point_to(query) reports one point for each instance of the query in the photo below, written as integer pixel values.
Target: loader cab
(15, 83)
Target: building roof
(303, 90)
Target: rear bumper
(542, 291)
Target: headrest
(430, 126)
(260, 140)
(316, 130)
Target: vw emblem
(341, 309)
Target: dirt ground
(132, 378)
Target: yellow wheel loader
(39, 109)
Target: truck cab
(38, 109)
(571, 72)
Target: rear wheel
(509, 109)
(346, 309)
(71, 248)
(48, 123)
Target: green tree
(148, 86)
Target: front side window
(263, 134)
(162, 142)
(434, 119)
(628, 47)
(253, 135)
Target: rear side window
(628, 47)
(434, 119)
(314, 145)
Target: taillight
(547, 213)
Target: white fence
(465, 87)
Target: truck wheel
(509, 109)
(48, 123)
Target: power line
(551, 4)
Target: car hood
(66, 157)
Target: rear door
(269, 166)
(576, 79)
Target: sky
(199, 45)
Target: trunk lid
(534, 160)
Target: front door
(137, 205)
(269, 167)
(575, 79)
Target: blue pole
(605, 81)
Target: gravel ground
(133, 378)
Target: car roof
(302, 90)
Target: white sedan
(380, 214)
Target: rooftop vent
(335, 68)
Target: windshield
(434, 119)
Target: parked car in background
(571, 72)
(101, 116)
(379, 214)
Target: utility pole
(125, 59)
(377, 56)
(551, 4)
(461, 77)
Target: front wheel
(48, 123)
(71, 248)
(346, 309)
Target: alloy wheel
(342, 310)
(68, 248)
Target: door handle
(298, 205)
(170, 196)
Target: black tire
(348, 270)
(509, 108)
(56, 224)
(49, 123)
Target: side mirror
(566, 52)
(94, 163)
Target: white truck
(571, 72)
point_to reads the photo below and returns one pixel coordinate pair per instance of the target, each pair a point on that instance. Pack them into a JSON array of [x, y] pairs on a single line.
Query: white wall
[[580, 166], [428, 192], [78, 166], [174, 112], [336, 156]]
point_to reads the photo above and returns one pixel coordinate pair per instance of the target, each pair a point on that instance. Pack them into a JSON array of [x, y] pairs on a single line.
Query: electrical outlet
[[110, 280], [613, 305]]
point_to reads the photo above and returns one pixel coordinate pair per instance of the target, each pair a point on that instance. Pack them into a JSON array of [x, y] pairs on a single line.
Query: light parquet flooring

***

WHAT YOU SHOULD DO
Start at the line with "Target: rooftop vent" and stop at the end of the records. Write those lines out exactly and add nothing.

TASK ANSWER
Target: rooftop vent
(335, 68)
Target: windshield
(434, 119)
Target: parked car in background
(571, 72)
(101, 116)
(379, 214)
Target: utility pole
(125, 59)
(377, 56)
(551, 4)
(461, 77)
Target: front wheel
(48, 123)
(71, 248)
(346, 309)
Target: alloy wheel
(342, 310)
(68, 248)
Target: door handle
(298, 205)
(170, 196)
Target: black tire
(348, 270)
(509, 108)
(56, 224)
(49, 123)
Target: side mirror
(566, 52)
(94, 163)
Target: white truck
(571, 72)
point_to reads the photo below and returns one pixel coordinate pair per instance of the target, each pair a point on that instance. Pack them into a JSON array of [x, y] pairs on a single line.
Query: white wall
[[580, 166], [428, 192], [78, 166], [174, 112], [336, 156]]
point_to reads the photo above and returns one pixel coordinate pair per instance of the target, each pair a point on that instance. Pack them into a JSON array of [x, y] pairs on a single line.
Query: electrical outlet
[[110, 280], [613, 305]]
point_to reads the photo above and returns one pixel coordinate pair per instance of the target, each pair a point on that instance. Pack them into a JSON array of [x, y] pairs on a single line.
Query: light parquet flooring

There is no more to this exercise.